**Work instructions**. Look below for the line containing "Target: reins", then write out that line and every line after it to the end, exactly, minus the pictures.

(Referring expression pointing data)
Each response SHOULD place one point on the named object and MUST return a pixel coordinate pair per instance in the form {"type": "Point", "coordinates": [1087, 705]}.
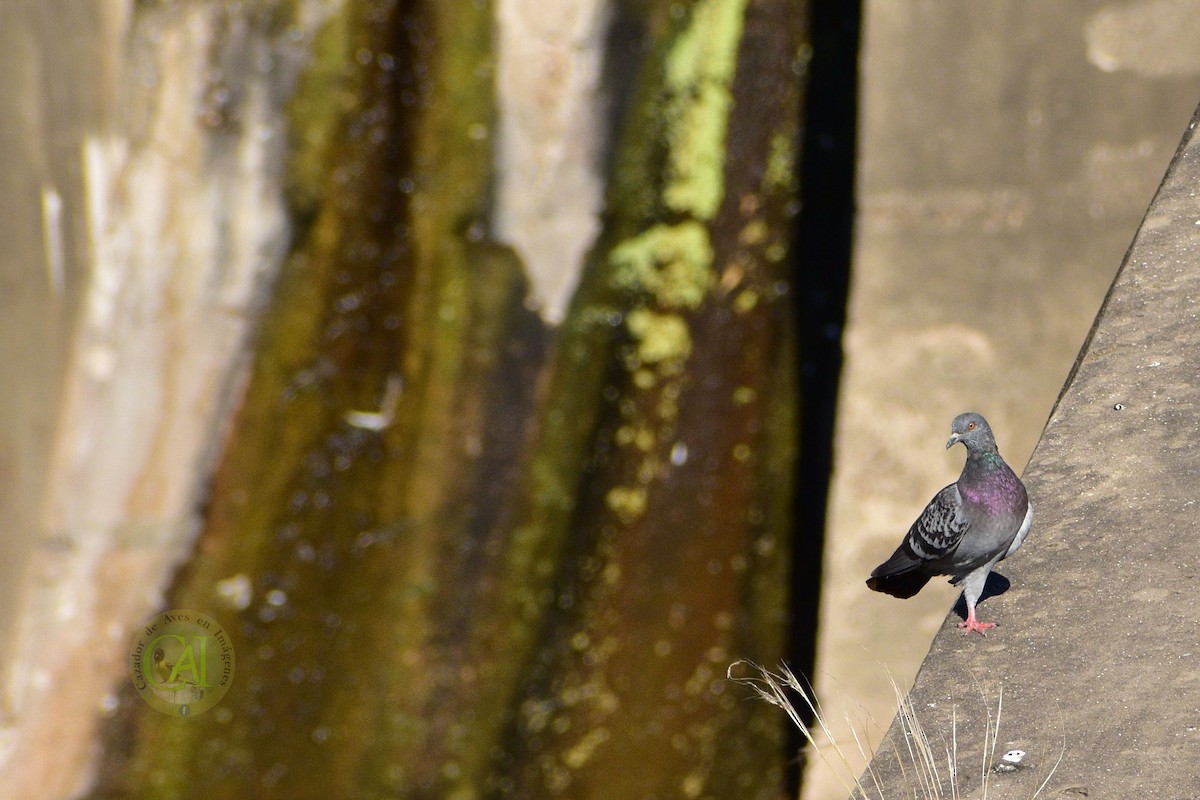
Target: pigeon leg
{"type": "Point", "coordinates": [972, 624]}
{"type": "Point", "coordinates": [972, 587]}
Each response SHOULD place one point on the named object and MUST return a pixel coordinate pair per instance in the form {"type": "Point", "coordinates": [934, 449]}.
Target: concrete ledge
{"type": "Point", "coordinates": [1097, 656]}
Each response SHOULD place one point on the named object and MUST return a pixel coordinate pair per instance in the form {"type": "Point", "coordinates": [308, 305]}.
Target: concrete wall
{"type": "Point", "coordinates": [1096, 655]}
{"type": "Point", "coordinates": [1008, 152]}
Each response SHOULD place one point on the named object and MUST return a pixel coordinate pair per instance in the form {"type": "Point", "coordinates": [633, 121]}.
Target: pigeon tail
{"type": "Point", "coordinates": [903, 585]}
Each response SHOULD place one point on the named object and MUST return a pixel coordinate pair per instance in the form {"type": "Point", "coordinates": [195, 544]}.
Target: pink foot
{"type": "Point", "coordinates": [972, 624]}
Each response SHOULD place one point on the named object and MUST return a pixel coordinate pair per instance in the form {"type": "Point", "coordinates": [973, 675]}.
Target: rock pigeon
{"type": "Point", "coordinates": [966, 528]}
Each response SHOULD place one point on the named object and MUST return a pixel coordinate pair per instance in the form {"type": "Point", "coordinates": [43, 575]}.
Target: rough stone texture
{"type": "Point", "coordinates": [1008, 151]}
{"type": "Point", "coordinates": [1097, 651]}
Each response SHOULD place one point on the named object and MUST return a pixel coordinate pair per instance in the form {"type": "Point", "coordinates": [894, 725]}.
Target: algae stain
{"type": "Point", "coordinates": [670, 263]}
{"type": "Point", "coordinates": [659, 337]}
{"type": "Point", "coordinates": [700, 70]}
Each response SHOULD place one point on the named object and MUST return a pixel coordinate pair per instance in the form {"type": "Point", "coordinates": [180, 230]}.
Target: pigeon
{"type": "Point", "coordinates": [966, 528]}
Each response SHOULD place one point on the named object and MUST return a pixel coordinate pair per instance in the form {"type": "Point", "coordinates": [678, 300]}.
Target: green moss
{"type": "Point", "coordinates": [699, 73]}
{"type": "Point", "coordinates": [659, 337]}
{"type": "Point", "coordinates": [670, 263]}
{"type": "Point", "coordinates": [324, 94]}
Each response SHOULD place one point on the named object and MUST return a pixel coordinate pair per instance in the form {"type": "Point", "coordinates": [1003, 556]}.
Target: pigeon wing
{"type": "Point", "coordinates": [929, 543]}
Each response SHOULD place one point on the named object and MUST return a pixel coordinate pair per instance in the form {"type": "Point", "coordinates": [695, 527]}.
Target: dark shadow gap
{"type": "Point", "coordinates": [823, 244]}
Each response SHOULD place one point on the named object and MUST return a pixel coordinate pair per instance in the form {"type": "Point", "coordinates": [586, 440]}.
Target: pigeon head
{"type": "Point", "coordinates": [972, 431]}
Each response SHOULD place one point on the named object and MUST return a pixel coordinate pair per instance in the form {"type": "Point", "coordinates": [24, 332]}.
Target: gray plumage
{"type": "Point", "coordinates": [966, 528]}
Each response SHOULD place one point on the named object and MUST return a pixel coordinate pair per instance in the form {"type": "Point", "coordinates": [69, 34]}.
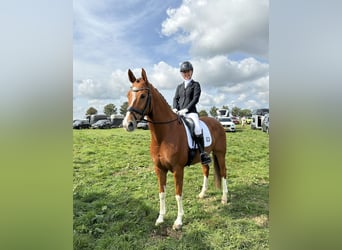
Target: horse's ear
{"type": "Point", "coordinates": [131, 76]}
{"type": "Point", "coordinates": [143, 75]}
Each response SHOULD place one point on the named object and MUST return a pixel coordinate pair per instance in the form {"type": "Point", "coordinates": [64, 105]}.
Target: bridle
{"type": "Point", "coordinates": [147, 106]}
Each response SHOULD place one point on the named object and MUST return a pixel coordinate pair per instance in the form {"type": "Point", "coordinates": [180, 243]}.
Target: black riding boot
{"type": "Point", "coordinates": [205, 158]}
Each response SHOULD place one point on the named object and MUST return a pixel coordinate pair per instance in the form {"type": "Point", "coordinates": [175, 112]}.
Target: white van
{"type": "Point", "coordinates": [258, 117]}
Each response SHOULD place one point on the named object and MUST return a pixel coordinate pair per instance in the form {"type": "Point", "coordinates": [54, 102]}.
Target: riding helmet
{"type": "Point", "coordinates": [186, 66]}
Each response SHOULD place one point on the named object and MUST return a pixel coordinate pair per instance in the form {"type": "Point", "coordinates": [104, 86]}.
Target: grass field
{"type": "Point", "coordinates": [116, 198]}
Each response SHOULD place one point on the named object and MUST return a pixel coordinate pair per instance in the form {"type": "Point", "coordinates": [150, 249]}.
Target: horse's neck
{"type": "Point", "coordinates": [162, 117]}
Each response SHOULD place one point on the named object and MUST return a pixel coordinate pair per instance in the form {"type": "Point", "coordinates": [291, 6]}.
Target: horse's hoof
{"type": "Point", "coordinates": [159, 221]}
{"type": "Point", "coordinates": [177, 227]}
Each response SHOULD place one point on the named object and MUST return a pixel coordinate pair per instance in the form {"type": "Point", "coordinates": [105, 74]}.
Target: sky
{"type": "Point", "coordinates": [226, 41]}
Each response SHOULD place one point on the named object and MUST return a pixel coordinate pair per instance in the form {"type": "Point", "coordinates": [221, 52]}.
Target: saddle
{"type": "Point", "coordinates": [190, 131]}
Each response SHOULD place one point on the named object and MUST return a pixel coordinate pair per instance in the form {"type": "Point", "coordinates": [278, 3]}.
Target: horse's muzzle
{"type": "Point", "coordinates": [129, 124]}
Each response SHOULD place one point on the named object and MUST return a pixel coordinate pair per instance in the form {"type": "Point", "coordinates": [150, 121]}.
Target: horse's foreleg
{"type": "Point", "coordinates": [224, 191]}
{"type": "Point", "coordinates": [178, 178]}
{"type": "Point", "coordinates": [205, 170]}
{"type": "Point", "coordinates": [162, 194]}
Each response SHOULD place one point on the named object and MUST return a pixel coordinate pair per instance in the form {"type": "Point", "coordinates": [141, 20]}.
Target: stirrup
{"type": "Point", "coordinates": [205, 158]}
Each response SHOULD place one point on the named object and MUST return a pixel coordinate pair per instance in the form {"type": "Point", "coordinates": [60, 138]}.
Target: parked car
{"type": "Point", "coordinates": [142, 124]}
{"type": "Point", "coordinates": [266, 123]}
{"type": "Point", "coordinates": [248, 120]}
{"type": "Point", "coordinates": [227, 123]}
{"type": "Point", "coordinates": [102, 124]}
{"type": "Point", "coordinates": [235, 120]}
{"type": "Point", "coordinates": [80, 124]}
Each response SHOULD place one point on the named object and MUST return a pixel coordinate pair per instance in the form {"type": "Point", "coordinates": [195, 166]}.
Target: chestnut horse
{"type": "Point", "coordinates": [169, 146]}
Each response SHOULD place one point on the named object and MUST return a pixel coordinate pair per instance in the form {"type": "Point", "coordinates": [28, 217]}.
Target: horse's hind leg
{"type": "Point", "coordinates": [162, 194]}
{"type": "Point", "coordinates": [178, 178]}
{"type": "Point", "coordinates": [205, 170]}
{"type": "Point", "coordinates": [221, 175]}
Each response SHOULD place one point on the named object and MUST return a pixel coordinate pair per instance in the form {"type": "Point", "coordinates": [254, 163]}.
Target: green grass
{"type": "Point", "coordinates": [116, 198]}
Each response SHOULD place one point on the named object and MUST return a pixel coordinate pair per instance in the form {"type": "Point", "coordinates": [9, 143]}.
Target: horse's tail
{"type": "Point", "coordinates": [217, 175]}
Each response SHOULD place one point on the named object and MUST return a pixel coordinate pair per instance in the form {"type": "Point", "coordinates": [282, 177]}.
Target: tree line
{"type": "Point", "coordinates": [111, 109]}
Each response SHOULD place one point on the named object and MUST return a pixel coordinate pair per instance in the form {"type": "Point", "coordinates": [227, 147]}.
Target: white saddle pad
{"type": "Point", "coordinates": [206, 135]}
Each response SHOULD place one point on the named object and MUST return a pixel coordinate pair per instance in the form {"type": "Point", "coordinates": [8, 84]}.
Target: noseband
{"type": "Point", "coordinates": [147, 104]}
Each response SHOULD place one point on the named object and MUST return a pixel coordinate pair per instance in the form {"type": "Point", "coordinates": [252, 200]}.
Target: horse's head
{"type": "Point", "coordinates": [139, 100]}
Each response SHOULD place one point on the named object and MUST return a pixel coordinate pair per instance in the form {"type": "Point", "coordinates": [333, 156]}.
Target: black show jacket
{"type": "Point", "coordinates": [187, 97]}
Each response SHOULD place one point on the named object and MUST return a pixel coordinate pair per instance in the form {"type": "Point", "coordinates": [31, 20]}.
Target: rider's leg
{"type": "Point", "coordinates": [205, 158]}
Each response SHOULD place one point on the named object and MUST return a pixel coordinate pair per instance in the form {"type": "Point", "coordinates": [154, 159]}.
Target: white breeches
{"type": "Point", "coordinates": [195, 118]}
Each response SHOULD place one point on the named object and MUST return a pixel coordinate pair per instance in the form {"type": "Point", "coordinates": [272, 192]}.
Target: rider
{"type": "Point", "coordinates": [184, 103]}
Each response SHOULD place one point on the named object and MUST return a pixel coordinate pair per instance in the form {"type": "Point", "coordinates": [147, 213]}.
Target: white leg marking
{"type": "Point", "coordinates": [204, 187]}
{"type": "Point", "coordinates": [178, 222]}
{"type": "Point", "coordinates": [162, 210]}
{"type": "Point", "coordinates": [224, 191]}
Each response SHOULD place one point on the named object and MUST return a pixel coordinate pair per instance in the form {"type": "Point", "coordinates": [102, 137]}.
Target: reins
{"type": "Point", "coordinates": [178, 118]}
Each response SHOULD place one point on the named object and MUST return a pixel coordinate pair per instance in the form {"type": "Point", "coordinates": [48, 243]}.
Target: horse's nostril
{"type": "Point", "coordinates": [130, 126]}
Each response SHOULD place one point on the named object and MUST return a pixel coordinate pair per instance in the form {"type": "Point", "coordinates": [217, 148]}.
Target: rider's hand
{"type": "Point", "coordinates": [182, 111]}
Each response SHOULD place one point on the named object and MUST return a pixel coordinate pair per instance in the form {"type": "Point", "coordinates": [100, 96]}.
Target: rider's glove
{"type": "Point", "coordinates": [182, 111]}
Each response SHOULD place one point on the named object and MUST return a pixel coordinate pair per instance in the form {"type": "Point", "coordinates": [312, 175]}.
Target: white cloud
{"type": "Point", "coordinates": [222, 39]}
{"type": "Point", "coordinates": [220, 27]}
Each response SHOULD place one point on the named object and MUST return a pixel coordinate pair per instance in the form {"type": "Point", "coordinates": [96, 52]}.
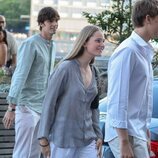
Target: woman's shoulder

**Written solution**.
Target: reins
{"type": "Point", "coordinates": [178, 118]}
Each response SHOULD place one point on the named object and MUST return a pixel coordinate pair per instance in the form {"type": "Point", "coordinates": [48, 243]}.
Target: horse's nostril
{"type": "Point", "coordinates": [130, 126]}
Each response SHOULD place one point on the named object and MUST return a pixel coordinate pair per instance in the form {"type": "Point", "coordinates": [217, 148]}.
Target: rider's hand
{"type": "Point", "coordinates": [182, 111]}
Each response SHOULD place one point on the named object and MUST return a pixel coordinate pair per instance in the form {"type": "Point", "coordinates": [100, 96]}.
Target: rider's glove
{"type": "Point", "coordinates": [182, 111]}
Each response SHOULD place one point on the named object and MUST return a pixel coordinate pair per instance in the form {"type": "Point", "coordinates": [312, 175]}.
Target: white cloud
{"type": "Point", "coordinates": [222, 39]}
{"type": "Point", "coordinates": [220, 27]}
Each response SHOULD place one point on the named object and MUST return a pixel coordinate pair per instance in the form {"type": "Point", "coordinates": [96, 52]}.
Target: woman's shoulder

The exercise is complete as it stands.